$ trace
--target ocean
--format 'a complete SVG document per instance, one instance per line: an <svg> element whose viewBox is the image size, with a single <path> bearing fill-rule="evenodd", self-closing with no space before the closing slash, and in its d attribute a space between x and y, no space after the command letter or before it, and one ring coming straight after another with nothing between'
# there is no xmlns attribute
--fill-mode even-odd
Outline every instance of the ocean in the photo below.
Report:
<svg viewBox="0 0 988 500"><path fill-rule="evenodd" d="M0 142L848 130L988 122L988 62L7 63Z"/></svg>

++++++++

What is being asked →
Copy the data above exactly. Every line must be included.

Result for this exercise →
$ trace
--target ocean
--format 'a complete SVG document per instance, one instance per line: an <svg> element whose viewBox is the image size, with a single <path> bearing fill-rule="evenodd", self-closing with no space before the closing slash, and in its d attribute a space between x and y, no space after the command letter or before it, and one ring coming straight after another with nothing between'
# there is no xmlns attribute
--fill-mode even-odd
Outline every instance of the ocean in the photo below.
Report:
<svg viewBox="0 0 988 500"><path fill-rule="evenodd" d="M0 142L848 130L988 122L988 62L7 63Z"/></svg>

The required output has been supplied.